EXERCISE OBJECTIVE:
Every line of the data is to be output verbatim.

*** Block opens ***

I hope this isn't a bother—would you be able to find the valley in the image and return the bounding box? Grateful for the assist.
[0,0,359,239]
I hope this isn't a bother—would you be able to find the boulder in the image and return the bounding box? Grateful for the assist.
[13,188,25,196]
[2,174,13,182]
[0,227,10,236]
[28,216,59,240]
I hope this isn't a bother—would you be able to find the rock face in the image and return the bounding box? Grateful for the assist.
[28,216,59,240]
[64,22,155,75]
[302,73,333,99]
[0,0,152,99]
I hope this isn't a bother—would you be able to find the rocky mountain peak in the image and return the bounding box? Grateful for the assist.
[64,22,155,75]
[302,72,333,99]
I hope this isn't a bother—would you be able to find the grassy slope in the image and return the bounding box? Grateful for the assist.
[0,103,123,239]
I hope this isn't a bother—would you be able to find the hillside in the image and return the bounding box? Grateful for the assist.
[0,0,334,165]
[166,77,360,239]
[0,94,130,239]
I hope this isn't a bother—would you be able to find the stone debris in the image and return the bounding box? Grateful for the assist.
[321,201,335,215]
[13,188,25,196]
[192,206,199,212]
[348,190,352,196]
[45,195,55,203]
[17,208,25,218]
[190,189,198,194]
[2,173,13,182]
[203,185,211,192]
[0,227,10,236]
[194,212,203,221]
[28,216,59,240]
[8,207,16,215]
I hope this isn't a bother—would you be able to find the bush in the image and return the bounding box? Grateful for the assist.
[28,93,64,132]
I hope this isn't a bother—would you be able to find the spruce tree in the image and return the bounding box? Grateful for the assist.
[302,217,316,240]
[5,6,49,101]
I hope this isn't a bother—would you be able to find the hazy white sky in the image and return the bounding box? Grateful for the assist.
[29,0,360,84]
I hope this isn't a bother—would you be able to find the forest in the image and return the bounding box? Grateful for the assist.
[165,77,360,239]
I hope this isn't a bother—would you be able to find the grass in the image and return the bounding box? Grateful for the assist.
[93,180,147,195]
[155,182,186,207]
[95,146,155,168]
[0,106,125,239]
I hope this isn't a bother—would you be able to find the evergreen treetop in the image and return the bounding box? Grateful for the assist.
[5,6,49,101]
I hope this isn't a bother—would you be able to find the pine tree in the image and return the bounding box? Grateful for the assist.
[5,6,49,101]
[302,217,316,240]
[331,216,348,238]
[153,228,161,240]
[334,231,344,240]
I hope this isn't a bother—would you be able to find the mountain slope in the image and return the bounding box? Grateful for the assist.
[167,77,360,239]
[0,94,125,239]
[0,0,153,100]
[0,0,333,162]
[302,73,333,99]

*** Block closes ***

REPLY:
I hope this isn't a bother—would you be able to find the valley in the image and return the bounding box? Grateful for the assist.
[0,0,359,239]
I hope this isn't a bother—would you be able to find the boulder in the image and return the bounding box? Grateful for the assist.
[13,188,25,196]
[2,174,13,182]
[0,227,10,236]
[28,216,59,240]
I hope this isn't a bother—would you be able to find the rock face in the image and return the bounding box? Grateful for the assist.
[28,216,59,240]
[64,22,155,75]
[302,73,333,99]
[0,0,152,99]
I hope this isn't a bother—would you be able to find the rocky mountain peak in the image and return the bounding box? Grateful for the assist.
[64,22,155,75]
[302,72,333,99]
I hope this isn't a bother—would you be able to find the grassy slope in the image and return the bounding box? Grateful for the assist.
[0,103,123,239]
I hope this isn't a bother—would you be able to find the hillside in the image and return the bounding box? Grateful for the assist.
[0,0,334,165]
[166,77,360,239]
[0,94,130,239]
I hope this isn't a bother—would you be able to find the stone debris in the image and return the bounding box? Grateful for the assist.
[321,201,335,215]
[13,188,25,196]
[192,206,199,212]
[348,190,352,196]
[45,195,55,203]
[17,208,25,218]
[190,189,198,194]
[2,173,13,182]
[203,185,211,192]
[0,227,10,236]
[194,212,203,221]
[28,216,59,240]
[8,207,16,215]
I hope this isn't a bother—would you be able to find the bush in the image and return the bounding box? Grateful for the assist.
[28,93,64,132]
I hope this isn't a bother—would you be able to find the spruce tree in the image and return the bounding box? Grateful for the assist.
[302,217,316,240]
[5,6,49,101]
I hope this isn't a bother—would you be able to find the hazy white sky in the image and return the bounding box? Grateful for the assist.
[29,0,360,84]
I hope this isn't a bother—would you be able to find the forest in the image and return the bounding box? Grateful for the assist.
[165,77,360,239]
I hope this isn't a bother—would you be able to find the grass in the image and return the bounding box? Grateful for the assist.
[93,180,147,195]
[155,182,186,207]
[95,146,155,168]
[0,106,125,239]
I hope this isn't a bother—would you be able to find the evergreen treetop in the image and return the bounding box? Grateful for the assist.
[5,6,49,101]
I hope this isn't a bother—would you be able to find the pine tree in the image and return the bounding box? Grateful for the assist.
[5,6,49,101]
[302,217,316,240]
[331,216,348,238]
[153,228,161,240]
[334,231,344,240]
I hope this isn't a bother—would you be able to find the mountain slope in the image and return the bounding box? Grateful for the assist.
[167,77,360,239]
[0,94,125,239]
[0,0,153,100]
[0,0,333,162]
[302,73,333,99]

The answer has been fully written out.